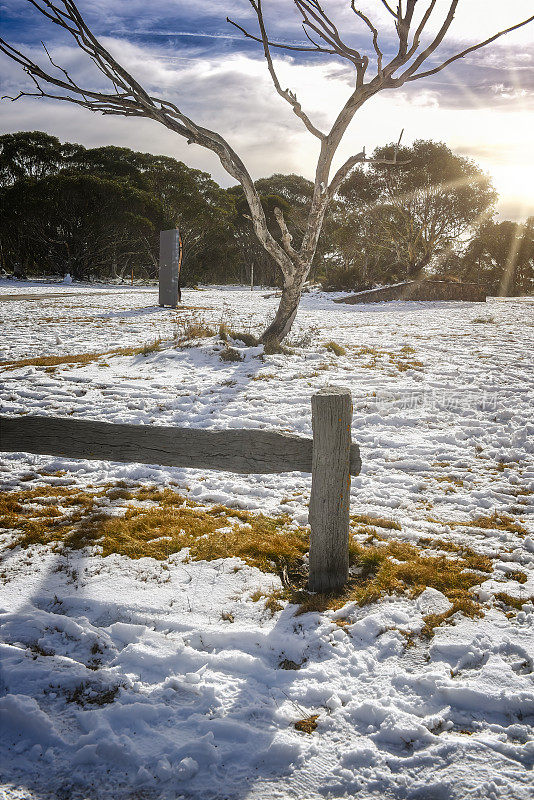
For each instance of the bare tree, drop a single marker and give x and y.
(128, 98)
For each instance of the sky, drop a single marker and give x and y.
(185, 50)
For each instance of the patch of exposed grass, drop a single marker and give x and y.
(226, 333)
(157, 522)
(230, 354)
(402, 360)
(274, 348)
(77, 518)
(335, 348)
(83, 358)
(191, 329)
(307, 725)
(89, 694)
(153, 347)
(398, 568)
(497, 521)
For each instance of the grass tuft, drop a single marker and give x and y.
(335, 348)
(380, 522)
(307, 725)
(230, 354)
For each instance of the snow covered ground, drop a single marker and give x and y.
(183, 703)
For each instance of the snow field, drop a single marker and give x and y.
(123, 679)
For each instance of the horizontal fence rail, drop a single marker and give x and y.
(241, 450)
(330, 456)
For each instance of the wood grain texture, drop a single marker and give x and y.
(241, 451)
(330, 494)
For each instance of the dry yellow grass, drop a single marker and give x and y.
(307, 725)
(82, 358)
(157, 522)
(77, 518)
(380, 522)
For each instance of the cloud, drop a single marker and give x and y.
(478, 106)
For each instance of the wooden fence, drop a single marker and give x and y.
(329, 456)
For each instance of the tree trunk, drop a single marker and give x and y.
(287, 311)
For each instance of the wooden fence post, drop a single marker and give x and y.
(330, 492)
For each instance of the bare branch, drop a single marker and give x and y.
(393, 14)
(287, 239)
(290, 97)
(379, 54)
(469, 50)
(280, 45)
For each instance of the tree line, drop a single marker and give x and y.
(96, 214)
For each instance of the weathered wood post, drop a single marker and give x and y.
(330, 492)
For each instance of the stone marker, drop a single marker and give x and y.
(170, 260)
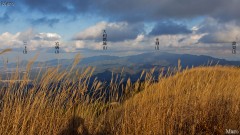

= = = = =

Work request: The answer must be an exact transcription of the lines from the one holding "For each instance of the weathered" to the last line of the entries above, with no pictures and nothing else.

Result of the exercise:
For each instance of the weathered wood post, drop a single marker and give x and y.
(330, 492)
For each instance of the stone marker, drop a single marker and give x and y.
(170, 260)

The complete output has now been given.